EXERCISE PASSAGE

++++++

Why open source may not survive the rise of generative AI

7 points by Foxboron


acatton

I'm among the first critics of the plagiarism machine they call "AI" or "LLMs". But I don't buy this article's argument.

From what I understand, the author's thesis is:

  1. Alice writes a coffee-brewing piece of code under GPLv3.
  2. OpenLLM drains the ocean to train their model on Alice's code because they don't give a damn about other people Intellectual Property, they only care about their.
  3. Mallory uses TalkGPT to generate the coffee brewing code for her commercial IoT coffee maker.
  4. Since TalkGPT was trained on Alice's code, it more-or-less spits out Alice's GPL code with some mistakes that Mallory fixes.
  5. Without her knowledge, Malory is now selling an IoT product with GPL violation.

Will this happen? Yes, to my chagrin.

But this was happening before. Cheap device manufacturers from Alibaba would grab whatever code they could find online, and just violate the license. There has been a few posts over the years on reddit (usually /r/opensource or /r/freesoftware) where random people asked for the source code of linux-based devices and got no response or aggressive responses.

++++++

DATA LISTING

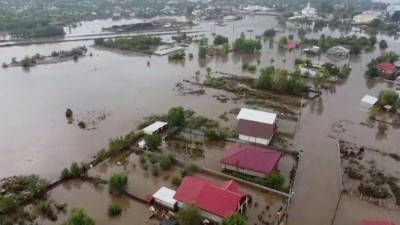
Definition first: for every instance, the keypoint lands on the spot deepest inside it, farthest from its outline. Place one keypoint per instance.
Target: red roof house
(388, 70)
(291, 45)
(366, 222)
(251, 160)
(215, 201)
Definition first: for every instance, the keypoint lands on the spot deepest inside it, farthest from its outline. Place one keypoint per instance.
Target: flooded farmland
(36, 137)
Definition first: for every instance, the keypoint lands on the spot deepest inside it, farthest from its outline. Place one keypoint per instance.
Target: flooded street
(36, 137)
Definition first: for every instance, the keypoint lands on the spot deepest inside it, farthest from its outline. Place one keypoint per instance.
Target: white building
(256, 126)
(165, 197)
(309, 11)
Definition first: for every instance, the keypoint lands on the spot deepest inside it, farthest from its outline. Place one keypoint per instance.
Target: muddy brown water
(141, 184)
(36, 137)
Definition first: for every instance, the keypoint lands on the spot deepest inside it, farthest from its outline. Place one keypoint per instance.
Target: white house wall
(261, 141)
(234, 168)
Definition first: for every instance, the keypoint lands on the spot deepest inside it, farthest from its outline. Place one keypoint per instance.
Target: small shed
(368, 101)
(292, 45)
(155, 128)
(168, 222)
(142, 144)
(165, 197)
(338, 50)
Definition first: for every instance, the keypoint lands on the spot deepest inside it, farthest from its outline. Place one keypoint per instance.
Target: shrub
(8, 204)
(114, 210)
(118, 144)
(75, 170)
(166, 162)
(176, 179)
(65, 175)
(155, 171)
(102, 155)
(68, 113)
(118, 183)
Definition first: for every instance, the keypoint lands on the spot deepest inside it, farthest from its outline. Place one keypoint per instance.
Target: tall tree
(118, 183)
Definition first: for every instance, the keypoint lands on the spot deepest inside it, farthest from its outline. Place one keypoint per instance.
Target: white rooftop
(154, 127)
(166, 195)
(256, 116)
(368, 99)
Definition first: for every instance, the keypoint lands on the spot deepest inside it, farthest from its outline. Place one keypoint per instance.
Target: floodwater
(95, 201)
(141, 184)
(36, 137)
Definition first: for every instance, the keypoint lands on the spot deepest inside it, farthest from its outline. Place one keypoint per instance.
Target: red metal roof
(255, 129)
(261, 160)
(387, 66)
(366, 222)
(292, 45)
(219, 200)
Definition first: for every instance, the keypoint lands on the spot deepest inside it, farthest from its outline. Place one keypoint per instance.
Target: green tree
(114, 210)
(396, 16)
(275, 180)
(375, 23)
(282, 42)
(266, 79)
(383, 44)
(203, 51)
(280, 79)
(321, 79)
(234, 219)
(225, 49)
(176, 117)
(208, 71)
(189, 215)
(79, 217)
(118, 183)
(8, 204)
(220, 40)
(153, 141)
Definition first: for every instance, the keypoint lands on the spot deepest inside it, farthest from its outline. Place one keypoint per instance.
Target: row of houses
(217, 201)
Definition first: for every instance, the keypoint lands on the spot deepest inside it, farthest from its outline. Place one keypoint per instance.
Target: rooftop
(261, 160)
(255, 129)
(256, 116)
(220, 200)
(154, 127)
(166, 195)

++++++

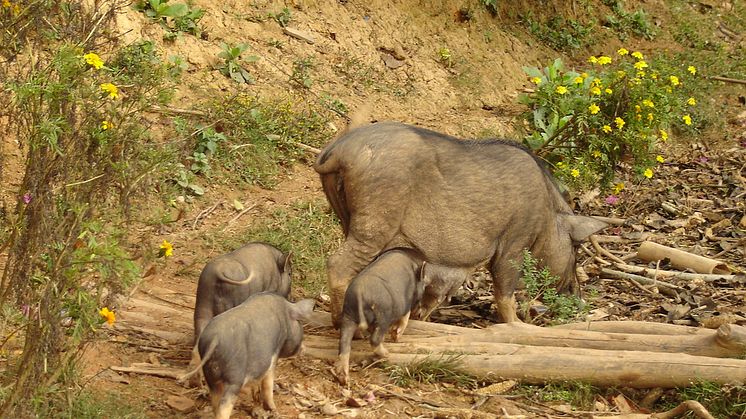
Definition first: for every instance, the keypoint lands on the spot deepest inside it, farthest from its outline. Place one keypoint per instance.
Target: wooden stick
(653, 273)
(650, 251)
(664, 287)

++++++

REQUIRED WORK
a) In the forum comment on open source and generative AI, which two subreddits does the commenter name as places where people asked for the source code of Linux-based devices?
b) Resume the forum comment on open source and generative AI, picking up right after its final sentence.

EXPECTED RESPONSES
a) /r/opensource and /r/freesoftware.

b)
What I'm trying to say is that shady business are always going to do shady business practices. Especially when the consequences are low.

I'm unconvinced that LLMs are going to change the situation. To go back to my example, now, Malory has to maintain code that she doesn't understand. Also, when Bob comes along and sends a patch to Alice because he found a misbehavior in the code, Malory won't profit from it. Unless OpenLLM releases a new TalkGPT trained on the new code from Alice, and TalkGPT is able to detect that Malory's code was ripped from Alice and needs to be fixed, which is very unlikely.

So I do think that F/LOSS is here to stay. It's easier for shady businesses to violate the GPL by stealing code instead of using LLMs for deniability.